§ Problem details:
Select the lines of the records containing the word "below" and list them.

(Stored data entries)
::::::

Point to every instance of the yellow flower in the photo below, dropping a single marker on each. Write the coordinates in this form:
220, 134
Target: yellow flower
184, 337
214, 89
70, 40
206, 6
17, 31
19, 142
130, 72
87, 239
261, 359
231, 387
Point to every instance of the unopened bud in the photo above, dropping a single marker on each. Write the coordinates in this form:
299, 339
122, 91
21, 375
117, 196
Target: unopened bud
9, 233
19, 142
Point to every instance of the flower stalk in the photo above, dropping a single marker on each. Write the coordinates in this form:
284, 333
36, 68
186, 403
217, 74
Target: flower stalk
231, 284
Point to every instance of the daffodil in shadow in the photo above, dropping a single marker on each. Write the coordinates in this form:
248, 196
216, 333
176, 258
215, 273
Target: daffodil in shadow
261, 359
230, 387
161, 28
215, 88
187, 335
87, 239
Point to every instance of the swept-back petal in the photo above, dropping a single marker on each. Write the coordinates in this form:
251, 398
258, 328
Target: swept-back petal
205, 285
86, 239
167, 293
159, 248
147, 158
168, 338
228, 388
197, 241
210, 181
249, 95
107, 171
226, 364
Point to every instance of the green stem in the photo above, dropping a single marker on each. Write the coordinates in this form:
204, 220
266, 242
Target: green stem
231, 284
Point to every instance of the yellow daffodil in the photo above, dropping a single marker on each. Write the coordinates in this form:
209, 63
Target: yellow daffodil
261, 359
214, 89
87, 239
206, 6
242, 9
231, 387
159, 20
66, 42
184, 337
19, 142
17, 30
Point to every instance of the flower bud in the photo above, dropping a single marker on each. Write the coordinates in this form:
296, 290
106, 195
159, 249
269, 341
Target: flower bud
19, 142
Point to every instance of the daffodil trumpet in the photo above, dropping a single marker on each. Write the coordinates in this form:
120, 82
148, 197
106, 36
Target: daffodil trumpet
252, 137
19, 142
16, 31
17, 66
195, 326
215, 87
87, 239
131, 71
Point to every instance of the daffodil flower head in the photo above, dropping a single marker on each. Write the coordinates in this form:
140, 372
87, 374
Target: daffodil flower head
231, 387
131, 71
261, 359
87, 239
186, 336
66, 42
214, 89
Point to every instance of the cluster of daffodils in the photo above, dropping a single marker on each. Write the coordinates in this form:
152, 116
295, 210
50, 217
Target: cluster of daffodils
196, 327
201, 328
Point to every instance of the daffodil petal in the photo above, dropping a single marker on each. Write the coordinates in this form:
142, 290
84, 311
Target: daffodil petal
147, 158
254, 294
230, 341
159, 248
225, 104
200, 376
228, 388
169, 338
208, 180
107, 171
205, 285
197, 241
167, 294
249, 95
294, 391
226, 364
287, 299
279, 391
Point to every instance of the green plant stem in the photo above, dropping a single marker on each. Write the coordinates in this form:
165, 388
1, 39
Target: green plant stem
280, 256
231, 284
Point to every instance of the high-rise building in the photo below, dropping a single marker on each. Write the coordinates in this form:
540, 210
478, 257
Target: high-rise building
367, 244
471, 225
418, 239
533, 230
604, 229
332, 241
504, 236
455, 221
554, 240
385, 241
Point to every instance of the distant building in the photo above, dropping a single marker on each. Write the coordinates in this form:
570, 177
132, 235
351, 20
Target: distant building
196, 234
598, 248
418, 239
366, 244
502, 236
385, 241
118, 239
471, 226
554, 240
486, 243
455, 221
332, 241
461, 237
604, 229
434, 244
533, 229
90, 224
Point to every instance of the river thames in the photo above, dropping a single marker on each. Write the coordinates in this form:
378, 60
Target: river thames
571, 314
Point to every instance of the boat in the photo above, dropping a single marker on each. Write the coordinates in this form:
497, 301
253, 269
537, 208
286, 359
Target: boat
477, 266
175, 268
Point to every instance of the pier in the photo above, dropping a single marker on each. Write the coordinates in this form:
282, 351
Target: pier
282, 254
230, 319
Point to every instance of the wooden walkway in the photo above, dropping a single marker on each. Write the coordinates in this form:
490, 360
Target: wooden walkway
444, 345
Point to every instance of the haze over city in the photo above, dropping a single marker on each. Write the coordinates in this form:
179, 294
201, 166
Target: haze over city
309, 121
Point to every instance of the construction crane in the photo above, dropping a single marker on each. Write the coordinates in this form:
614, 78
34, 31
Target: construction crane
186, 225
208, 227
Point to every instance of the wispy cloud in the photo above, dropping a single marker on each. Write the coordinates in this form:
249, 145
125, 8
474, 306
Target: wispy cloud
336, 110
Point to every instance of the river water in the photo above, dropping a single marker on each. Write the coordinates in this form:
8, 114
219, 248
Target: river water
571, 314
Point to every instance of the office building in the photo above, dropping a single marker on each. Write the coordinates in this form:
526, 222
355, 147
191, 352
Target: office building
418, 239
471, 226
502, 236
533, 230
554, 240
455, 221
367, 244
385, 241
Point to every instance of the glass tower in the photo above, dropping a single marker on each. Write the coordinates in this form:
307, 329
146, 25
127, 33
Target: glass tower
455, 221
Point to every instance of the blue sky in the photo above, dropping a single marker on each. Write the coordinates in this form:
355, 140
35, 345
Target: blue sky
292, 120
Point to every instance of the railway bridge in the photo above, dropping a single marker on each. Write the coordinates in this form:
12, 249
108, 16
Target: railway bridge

::::::

§ Written answer:
Point to every instance of the yellow flower in the photo below, dropping a single marker on each. Write the coordinates in this form:
Point to every instance of the high-rise building in the photo below, dropping a single marker on each. Write the coordinates in this form:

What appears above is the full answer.